Task input below:

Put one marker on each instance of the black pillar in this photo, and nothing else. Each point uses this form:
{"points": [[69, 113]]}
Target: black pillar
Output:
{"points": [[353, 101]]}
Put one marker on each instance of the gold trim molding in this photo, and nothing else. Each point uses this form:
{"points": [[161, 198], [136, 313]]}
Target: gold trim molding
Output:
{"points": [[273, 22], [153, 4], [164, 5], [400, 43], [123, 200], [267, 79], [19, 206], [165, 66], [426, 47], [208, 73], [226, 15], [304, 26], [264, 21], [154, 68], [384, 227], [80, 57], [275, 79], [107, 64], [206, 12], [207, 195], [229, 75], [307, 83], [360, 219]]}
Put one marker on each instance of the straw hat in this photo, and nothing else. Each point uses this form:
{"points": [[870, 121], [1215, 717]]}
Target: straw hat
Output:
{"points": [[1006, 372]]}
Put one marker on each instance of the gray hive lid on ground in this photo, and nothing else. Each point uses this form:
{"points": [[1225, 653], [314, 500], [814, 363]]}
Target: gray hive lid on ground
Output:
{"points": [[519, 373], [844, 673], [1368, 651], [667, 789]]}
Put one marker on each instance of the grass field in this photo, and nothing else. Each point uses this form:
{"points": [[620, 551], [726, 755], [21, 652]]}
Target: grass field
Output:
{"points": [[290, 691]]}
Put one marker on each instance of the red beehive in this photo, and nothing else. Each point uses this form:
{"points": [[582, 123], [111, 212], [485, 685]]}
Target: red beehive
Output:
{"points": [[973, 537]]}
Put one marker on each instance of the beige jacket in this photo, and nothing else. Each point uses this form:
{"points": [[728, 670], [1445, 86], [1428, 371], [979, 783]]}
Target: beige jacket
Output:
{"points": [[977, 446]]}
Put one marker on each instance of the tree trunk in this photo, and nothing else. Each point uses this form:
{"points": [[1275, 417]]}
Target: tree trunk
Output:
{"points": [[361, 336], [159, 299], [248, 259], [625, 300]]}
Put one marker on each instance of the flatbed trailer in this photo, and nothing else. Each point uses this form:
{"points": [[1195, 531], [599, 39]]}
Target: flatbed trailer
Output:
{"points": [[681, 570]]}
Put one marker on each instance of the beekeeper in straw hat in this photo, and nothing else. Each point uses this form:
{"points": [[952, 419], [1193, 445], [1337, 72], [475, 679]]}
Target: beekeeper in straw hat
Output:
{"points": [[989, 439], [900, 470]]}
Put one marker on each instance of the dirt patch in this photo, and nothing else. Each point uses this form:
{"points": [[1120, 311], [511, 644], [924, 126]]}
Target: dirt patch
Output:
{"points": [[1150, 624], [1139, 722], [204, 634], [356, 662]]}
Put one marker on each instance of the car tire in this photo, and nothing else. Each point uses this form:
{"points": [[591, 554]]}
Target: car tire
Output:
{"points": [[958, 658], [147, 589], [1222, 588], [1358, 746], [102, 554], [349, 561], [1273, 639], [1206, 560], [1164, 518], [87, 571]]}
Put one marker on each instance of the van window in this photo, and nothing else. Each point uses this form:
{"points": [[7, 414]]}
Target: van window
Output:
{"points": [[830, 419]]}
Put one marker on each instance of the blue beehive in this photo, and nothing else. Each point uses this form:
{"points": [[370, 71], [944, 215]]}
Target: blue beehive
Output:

End of Task input.

§ **Task instructions**
Set down each entry again, exactly as written.

§ **Your response**
Put one marker on each instance of the black pillar in this photo, and nothing else. Each point uses this form:
{"points": [[69, 113]]}
Target: black pillar
Output:
{"points": [[353, 101]]}
Put one marker on each instance of the gold trim molding in this photo, and nothing else. Each point uses this form:
{"points": [[161, 198], [136, 313]]}
Target: gold trim molding
Output:
{"points": [[273, 22], [153, 4], [164, 5], [400, 43], [123, 200], [267, 79], [19, 206], [165, 66], [426, 47], [208, 73], [226, 15], [304, 26], [264, 21], [154, 68], [384, 227], [80, 57], [275, 79], [107, 64], [206, 12], [207, 195], [229, 75], [307, 83], [360, 219]]}
Put one marker on each instance of the straw hat in this photo, and nothing else. Each point uses this form:
{"points": [[870, 121], [1215, 717]]}
Target: straw hat
Output:
{"points": [[1006, 372]]}
Put one marker on each instance of the gray hive lid on ground in this photo, and nothing else. Each point uses this form:
{"points": [[1225, 653], [314, 500], [814, 363]]}
Target: gray hive lid on ground
Output:
{"points": [[519, 373], [844, 673], [1368, 651], [667, 789]]}
Put one marker on each instance of the grass field in this photo, and nothing else. Each point uses this form:
{"points": [[620, 551], [726, 755], [21, 652]]}
Target: grass field
Output:
{"points": [[290, 691]]}
Put one marker on each instance of the red beehive in this photo, and nothing else. Each point uses this form:
{"points": [[582, 123], [111, 212], [485, 685]]}
Target: red beehive
Output:
{"points": [[973, 537]]}
Put one marker on each instance of the beige jacket in this photo, and nothing else. Each point uses this form:
{"points": [[728, 670], [1445, 86], [1428, 371], [979, 783]]}
Target: beige jacket
Output:
{"points": [[977, 446]]}
Put one marker on each instance of the tree trunk in this photo, and nothing else. Each point uses this form:
{"points": [[1275, 417]]}
Target: tree trunk
Output:
{"points": [[361, 336], [159, 299], [248, 259], [625, 300]]}
Put one marker on each instance of the flatbed trailer in this photo, and nothing else. Each point uses this form:
{"points": [[1195, 531], [599, 39]]}
Target: flatbed trailer
Output:
{"points": [[681, 570]]}
Put one marker on each instance of the beekeeper in straw hat in this photo, and nothing else. Each point uses this form:
{"points": [[952, 419], [1193, 445], [1337, 72], [475, 679]]}
Target: beekeeper in straw hat
Output:
{"points": [[989, 439], [900, 470]]}
Put one marker on each instance of the dirt patch in this photo, and nothing else. Each point uses this form:
{"points": [[1120, 311], [511, 644], [924, 126]]}
Target: dirt patch
Output:
{"points": [[1150, 624], [1139, 722], [204, 634], [356, 662]]}
Put one marker on each instance of the car tire in this photo, and nothing else. Each point uses this form:
{"points": [[591, 554]]}
Target: car tire
Output:
{"points": [[958, 658], [147, 589], [1222, 588], [1358, 746], [102, 554], [349, 561], [1273, 639], [1206, 560], [1164, 518], [87, 571]]}
Put one marker on each instance of the van window in this photo, and nothing else. Each point uses this form:
{"points": [[7, 414]]}
Target: van window
Output:
{"points": [[830, 419]]}
Put one marker on each instance of the blue beehive in this photo, and nothing else. Each point uses this form:
{"points": [[370, 71], [944, 215]]}
Target: blue beehive
Output:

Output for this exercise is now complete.